▶ [Exercise goal]: Set down only what runs from the line containing "long white curtain." through the last line of the data, exactly as it reads.

#### Given data ####

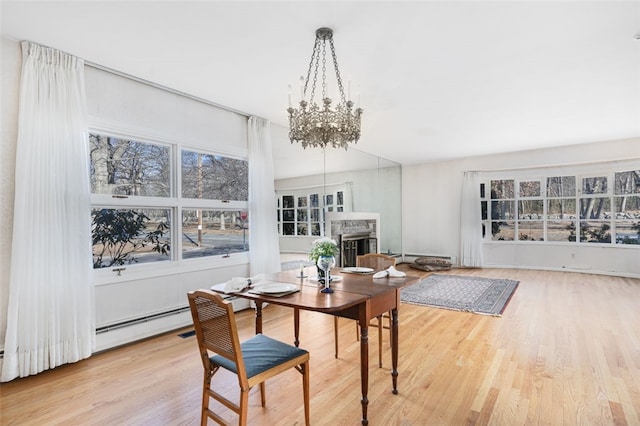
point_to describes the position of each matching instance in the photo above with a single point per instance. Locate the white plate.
(275, 288)
(357, 270)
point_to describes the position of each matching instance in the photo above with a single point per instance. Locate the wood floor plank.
(565, 351)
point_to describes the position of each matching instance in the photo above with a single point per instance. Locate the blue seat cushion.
(260, 353)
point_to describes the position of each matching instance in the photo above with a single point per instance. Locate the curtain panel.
(264, 246)
(50, 318)
(471, 222)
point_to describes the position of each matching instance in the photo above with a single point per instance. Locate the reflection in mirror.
(341, 181)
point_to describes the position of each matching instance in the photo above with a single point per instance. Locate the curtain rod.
(551, 166)
(165, 88)
(148, 83)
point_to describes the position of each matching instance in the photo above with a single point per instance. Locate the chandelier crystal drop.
(322, 125)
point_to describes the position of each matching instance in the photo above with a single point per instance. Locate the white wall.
(135, 109)
(431, 211)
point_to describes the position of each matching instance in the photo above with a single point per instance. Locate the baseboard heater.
(140, 320)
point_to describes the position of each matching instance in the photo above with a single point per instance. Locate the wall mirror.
(352, 181)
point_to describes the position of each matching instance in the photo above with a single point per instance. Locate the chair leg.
(244, 406)
(335, 334)
(379, 341)
(205, 399)
(305, 391)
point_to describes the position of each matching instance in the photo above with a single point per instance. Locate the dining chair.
(253, 361)
(377, 262)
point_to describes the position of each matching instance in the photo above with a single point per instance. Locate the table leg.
(364, 363)
(296, 326)
(394, 350)
(258, 317)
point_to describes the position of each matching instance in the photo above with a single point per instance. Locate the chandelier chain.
(338, 78)
(319, 125)
(324, 69)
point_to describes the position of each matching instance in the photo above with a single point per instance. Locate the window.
(599, 208)
(626, 207)
(147, 207)
(301, 212)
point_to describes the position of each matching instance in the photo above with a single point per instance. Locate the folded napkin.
(394, 273)
(381, 274)
(390, 272)
(236, 284)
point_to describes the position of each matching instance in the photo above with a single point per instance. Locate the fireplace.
(354, 245)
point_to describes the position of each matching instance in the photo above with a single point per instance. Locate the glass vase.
(325, 263)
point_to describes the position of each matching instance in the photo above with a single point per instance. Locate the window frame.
(174, 202)
(608, 216)
(324, 208)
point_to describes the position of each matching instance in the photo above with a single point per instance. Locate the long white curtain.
(264, 245)
(50, 318)
(471, 222)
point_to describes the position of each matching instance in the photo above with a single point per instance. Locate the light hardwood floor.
(565, 352)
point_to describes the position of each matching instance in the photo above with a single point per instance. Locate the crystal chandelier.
(321, 125)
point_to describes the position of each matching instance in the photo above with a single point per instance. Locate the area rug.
(486, 296)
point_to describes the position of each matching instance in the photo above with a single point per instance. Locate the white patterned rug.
(486, 296)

####

▶ [The completed task]:
point_to describes the position of each matching instance in the photo above with a single point per instance. Locate the long white curtain.
(264, 245)
(50, 318)
(471, 222)
point_to describes the position of each matching instance in the photo above with a single point per instance. Locate the light hardwood floor.
(565, 352)
point_to describes the position of each matching instance in the photo above with a single point per instance. Locate the crystal chandelier.
(321, 125)
point_to describes the position of each matching instance in the photo above with a single point per instance. Locate the area rug.
(486, 296)
point_to describes the position of each matching instance in the photo above with a single point per instance. Locate the white patterned rug.
(486, 296)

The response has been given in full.